■ Instructions for the task ■
Word for word and without images, reproduce the listing that follows.

■ Provided records ■
^^^^^^^^

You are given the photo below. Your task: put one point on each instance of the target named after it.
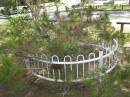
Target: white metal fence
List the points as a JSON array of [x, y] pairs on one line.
[[70, 69]]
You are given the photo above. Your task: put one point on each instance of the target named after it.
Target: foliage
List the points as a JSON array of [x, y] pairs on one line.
[[107, 32], [11, 75]]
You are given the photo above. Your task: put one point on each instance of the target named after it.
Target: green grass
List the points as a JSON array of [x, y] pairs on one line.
[[110, 7]]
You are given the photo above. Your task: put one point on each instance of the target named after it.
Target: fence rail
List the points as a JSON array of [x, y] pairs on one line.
[[70, 70]]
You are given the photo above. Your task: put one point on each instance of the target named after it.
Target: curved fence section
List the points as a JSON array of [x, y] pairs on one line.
[[71, 69]]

^^^^^^^^

■ Written solution ■
You are given the photo below. Your task: put one point on each instance of the target named after it.
Target: white metal fence
List the points as a JSON array of [x, y] pairs on one line.
[[70, 69]]
You are given the photo above. Your task: put one point on each instance of the target named after it.
Target: foliage
List the points as a JSON array of [x, y] pairs on one line.
[[107, 32], [11, 75]]
You are given the photo above. Your task: put one point on each instance of the target named after it.
Target: green grass
List the points as a JSON array of [x, y] pairs on one line.
[[110, 7]]
You are given the photo above. Your task: put one point on each instance of the target named after it.
Target: fence rail
List the points as a JSON array of [x, y] pairs on one line.
[[70, 70]]
You are given the photo above. Your task: put one point on each instance of the target named after it.
Target: curved fence section
List the points as a JSON array of [x, y] pairs on one line.
[[71, 69]]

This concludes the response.